* **EXTRAIT ÉTUDIÉ**:
^^^^

Les manufactures de faïences de Delft furent réputées à partir du début du XVIIe siècle. Des potiers italiens qui maîtrisaient les techniques de la majolique s'étaient installés à Anvers dès le début du XVIe siècle. La prise de la ville par les troupes de Philippe II en 1585 les poussa à quitter la ville, ravagée à l'issue d'un siège de treize mois. Plusieurs s'installèrent à Delft.

L'un des premiers potiers installés à Delft fut Hannen Pietersz, originaire de Haarlem[1]. En 1600 il y fonda l'atelier de poterie "Les quatre Héros romains" (« De vier Romeinse Helden »). En 1611, il figure en qualité du plus ancien, sur la liste de la guilde de Saint-Luc fondée cette même année. Il décéda en 1616. La qualité de faïence de Delft datée la plus ancienne revient à une petite carafe à eau aromatique conservée au musée de Nienburg (Allemagne). Elle est datée de l'année 1609.

Ces différents potiers y produisaient ce qui fut appelé de façon erronée la Hollants Porceleyn[2]. Cette céramique fine mais opaque était en réalité de la faïence et non de la porcelaine, les céramistes ne disposant pas du kaolin nécessaire à la production de véritable porcelaine.

L'essor du commerce avec l'Extrême-Orient, notamment grâce à la fondation en 1602 de la Compagnie néerlandaise des Indes orientales,ou VOC, permit l'arrivée massive des objets en porcelaine en Europe. Les potiers de Delft virent immédiatement le parti qu'ils pouvaient tirer de la similitude de leur pâte blanche avec les porcelaines chinoises. Lorsque, en 1647, de violents troubles politiques en Chine interrompirent le commerce de la Compagnie, les faïenciers de Delft prirent le relais et fournirent le marché en imitant avec soin la porcelaine chinoise.

Très logiquement, les premières pièces produites furent décorées de bleu à décor de chinoiseries, notamment le style Kraak. On ne connaît généralement des faïences de Delft que ces faïences blanches à décor bleu, appelé « Bleu de Delft ». Il existe cependant de nombreuses variétés de faïences de Delft aux motifs très colorés (rouge, vert, bleu ou jaune), le Delft polychrome, comme par exemple le motif Cachemire ou encore le Delft paysan ou Boeren Delftsch aux couleurs franches de grand feu. De même que les décors chinois des débuts laisseront place progressivement à des décors de fleurs et d'oiseaux. Le "Delfts Wit" ou Delft blanc est une production d'objets usuels, mais pas seulement, laissée sans décor[3].

^^^^

* **CONSIGNE**: D'après l'extrait sur la faïence de Delft, en quelle année Hannen Pietersz fonda-t-il son atelier de poterie à Delft ? Les enregistrements proviennent d'une source distincte de cet extrait.

* **DONNÉES PRÉSENTÉES**:
^^^^

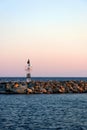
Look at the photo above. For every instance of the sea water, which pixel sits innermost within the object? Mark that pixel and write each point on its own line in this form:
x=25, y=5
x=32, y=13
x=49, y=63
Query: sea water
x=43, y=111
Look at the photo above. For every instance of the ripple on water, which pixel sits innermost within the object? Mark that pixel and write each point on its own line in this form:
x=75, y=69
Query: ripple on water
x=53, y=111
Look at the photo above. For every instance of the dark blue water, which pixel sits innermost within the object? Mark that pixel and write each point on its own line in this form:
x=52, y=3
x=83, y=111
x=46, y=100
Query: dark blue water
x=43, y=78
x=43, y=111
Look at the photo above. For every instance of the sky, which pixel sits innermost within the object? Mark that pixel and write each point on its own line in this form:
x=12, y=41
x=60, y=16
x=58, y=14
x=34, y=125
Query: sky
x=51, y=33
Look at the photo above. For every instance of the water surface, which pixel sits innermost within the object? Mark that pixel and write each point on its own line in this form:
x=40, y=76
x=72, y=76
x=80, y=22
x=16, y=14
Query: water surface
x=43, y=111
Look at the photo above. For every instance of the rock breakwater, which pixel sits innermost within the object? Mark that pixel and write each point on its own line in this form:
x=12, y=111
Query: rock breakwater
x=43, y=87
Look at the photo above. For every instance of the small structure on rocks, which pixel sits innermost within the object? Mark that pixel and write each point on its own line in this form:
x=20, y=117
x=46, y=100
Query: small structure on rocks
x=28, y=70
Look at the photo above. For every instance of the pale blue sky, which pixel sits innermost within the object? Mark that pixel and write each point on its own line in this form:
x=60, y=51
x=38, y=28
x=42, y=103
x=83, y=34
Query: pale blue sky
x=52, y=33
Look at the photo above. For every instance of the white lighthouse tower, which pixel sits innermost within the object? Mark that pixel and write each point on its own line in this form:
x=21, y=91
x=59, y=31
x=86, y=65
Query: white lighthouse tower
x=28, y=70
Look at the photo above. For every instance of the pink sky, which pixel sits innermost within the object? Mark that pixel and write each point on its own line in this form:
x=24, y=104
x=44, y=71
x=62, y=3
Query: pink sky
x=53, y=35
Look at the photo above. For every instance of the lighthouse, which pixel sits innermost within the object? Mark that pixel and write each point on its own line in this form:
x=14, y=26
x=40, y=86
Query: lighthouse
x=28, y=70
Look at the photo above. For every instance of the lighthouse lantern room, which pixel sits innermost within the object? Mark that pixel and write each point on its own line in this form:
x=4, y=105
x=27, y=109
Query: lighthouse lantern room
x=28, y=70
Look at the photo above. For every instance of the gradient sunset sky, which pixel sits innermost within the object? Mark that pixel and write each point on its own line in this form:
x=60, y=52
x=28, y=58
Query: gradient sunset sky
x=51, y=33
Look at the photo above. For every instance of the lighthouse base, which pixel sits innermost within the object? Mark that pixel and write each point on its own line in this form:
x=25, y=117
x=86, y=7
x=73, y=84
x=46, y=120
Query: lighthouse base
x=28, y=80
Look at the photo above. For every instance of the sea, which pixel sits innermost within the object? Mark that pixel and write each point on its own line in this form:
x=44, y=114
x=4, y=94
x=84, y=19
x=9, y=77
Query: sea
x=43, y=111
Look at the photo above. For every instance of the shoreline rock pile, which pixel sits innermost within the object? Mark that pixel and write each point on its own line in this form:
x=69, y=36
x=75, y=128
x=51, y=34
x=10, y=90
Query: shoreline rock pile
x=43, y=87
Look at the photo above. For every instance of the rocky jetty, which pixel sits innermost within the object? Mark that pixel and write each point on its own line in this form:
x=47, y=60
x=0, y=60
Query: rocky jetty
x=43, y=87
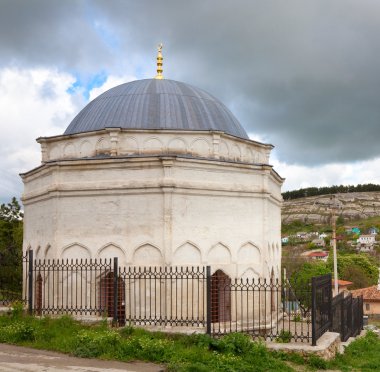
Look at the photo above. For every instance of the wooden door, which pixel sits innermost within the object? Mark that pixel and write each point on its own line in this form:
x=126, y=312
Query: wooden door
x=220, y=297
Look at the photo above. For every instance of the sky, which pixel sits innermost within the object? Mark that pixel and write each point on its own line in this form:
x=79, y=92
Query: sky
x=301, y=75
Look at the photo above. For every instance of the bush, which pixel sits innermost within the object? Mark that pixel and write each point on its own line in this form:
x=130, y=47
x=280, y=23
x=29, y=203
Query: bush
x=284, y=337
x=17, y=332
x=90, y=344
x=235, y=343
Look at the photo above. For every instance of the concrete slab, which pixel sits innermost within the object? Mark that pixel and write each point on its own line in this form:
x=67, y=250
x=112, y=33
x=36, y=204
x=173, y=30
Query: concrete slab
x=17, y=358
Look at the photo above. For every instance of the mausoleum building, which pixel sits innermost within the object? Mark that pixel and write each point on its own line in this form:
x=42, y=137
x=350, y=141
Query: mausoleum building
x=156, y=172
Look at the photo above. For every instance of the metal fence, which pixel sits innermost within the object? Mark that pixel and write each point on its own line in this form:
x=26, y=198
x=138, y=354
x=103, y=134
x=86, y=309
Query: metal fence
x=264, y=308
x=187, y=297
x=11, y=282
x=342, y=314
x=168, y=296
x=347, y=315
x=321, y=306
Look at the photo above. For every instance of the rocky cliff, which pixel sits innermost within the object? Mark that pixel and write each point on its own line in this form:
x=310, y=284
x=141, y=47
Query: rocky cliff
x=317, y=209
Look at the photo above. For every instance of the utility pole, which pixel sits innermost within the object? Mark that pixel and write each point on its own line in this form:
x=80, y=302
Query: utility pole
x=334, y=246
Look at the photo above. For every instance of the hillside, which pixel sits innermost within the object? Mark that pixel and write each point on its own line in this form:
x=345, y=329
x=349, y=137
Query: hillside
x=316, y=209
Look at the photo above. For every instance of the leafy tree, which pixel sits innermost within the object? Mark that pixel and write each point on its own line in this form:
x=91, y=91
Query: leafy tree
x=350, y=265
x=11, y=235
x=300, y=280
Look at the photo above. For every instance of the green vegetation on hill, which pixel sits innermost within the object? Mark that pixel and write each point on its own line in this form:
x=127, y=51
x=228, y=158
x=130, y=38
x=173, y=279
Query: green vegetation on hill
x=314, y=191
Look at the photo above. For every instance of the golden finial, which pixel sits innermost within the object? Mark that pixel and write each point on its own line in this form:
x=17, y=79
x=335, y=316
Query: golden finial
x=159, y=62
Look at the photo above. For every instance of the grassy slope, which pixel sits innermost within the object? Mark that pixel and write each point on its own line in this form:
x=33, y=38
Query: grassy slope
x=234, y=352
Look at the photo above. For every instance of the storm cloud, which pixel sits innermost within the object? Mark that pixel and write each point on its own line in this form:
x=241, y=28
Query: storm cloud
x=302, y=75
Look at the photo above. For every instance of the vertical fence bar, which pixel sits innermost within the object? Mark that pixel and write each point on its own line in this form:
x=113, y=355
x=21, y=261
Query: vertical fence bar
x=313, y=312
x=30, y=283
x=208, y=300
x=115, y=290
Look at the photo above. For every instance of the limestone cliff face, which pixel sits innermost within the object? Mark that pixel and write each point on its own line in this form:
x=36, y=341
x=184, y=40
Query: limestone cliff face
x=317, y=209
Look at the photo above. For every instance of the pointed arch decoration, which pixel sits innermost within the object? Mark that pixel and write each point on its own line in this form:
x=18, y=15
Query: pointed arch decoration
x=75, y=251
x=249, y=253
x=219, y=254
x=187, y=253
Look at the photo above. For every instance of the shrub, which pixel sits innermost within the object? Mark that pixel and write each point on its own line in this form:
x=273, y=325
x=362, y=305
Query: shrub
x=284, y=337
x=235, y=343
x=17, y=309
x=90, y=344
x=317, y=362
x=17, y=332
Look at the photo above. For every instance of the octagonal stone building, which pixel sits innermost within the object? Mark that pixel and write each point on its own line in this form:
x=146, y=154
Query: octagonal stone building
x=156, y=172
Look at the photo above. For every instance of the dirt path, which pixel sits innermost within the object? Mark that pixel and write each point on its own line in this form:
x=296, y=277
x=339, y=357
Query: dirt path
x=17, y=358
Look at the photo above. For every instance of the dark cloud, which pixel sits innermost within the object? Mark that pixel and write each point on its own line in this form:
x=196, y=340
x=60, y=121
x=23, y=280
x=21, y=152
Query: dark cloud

^^^^

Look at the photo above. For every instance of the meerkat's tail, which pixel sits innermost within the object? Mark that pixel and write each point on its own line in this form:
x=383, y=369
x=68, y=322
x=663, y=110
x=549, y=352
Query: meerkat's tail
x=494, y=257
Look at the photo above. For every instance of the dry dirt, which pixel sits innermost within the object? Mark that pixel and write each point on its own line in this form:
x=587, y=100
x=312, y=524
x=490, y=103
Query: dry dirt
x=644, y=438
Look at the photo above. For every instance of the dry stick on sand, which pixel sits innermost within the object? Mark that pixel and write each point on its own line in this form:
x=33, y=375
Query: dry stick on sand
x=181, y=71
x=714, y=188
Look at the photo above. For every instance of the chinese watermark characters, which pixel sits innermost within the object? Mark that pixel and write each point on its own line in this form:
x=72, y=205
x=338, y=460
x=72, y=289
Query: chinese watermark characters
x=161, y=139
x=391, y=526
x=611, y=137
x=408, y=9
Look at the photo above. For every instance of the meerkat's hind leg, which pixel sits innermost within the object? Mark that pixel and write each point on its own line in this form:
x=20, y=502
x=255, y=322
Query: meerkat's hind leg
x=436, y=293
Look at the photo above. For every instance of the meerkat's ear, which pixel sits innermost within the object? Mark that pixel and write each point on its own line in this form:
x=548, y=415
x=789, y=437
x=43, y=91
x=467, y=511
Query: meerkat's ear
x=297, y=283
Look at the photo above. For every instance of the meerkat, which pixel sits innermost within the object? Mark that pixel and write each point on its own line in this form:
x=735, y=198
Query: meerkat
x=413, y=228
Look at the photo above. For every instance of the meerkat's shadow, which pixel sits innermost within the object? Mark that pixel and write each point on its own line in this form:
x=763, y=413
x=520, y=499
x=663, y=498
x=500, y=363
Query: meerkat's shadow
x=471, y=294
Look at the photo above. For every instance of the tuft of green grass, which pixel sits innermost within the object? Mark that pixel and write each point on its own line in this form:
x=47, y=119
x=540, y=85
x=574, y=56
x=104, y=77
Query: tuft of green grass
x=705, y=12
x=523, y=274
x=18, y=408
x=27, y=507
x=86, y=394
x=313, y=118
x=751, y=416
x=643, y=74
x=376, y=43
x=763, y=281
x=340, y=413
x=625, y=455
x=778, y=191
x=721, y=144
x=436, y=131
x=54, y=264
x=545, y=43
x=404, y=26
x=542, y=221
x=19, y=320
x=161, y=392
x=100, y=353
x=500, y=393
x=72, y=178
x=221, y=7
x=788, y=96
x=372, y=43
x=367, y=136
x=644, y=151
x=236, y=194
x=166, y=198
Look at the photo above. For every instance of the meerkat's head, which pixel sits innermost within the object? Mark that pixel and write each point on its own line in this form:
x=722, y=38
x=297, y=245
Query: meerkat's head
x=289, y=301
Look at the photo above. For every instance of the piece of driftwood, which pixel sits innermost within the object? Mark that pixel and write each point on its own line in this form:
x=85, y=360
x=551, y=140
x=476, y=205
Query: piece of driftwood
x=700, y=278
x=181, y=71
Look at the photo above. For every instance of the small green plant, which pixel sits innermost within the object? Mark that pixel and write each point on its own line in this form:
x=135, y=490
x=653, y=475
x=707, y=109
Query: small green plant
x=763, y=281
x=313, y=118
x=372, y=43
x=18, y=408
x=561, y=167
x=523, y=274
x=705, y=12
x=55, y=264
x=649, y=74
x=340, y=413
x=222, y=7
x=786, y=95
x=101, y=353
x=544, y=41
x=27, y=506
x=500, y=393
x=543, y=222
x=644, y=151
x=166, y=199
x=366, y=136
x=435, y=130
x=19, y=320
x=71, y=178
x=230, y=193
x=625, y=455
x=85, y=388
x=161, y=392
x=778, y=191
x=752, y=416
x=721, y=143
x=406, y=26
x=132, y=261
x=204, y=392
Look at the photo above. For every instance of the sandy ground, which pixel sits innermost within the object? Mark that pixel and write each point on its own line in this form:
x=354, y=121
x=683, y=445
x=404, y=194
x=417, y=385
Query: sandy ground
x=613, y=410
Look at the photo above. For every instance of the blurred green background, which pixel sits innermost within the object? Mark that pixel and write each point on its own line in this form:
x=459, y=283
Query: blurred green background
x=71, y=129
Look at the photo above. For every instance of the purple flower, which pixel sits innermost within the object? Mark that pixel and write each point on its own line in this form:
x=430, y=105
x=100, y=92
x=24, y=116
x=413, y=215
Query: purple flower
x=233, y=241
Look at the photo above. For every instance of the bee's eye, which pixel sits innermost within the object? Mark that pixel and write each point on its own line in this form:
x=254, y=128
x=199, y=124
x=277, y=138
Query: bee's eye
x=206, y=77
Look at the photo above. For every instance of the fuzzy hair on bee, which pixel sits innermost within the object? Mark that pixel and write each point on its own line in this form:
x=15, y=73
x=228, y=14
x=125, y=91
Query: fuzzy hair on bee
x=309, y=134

^^^^

* **RÉPONSE**: En 1600.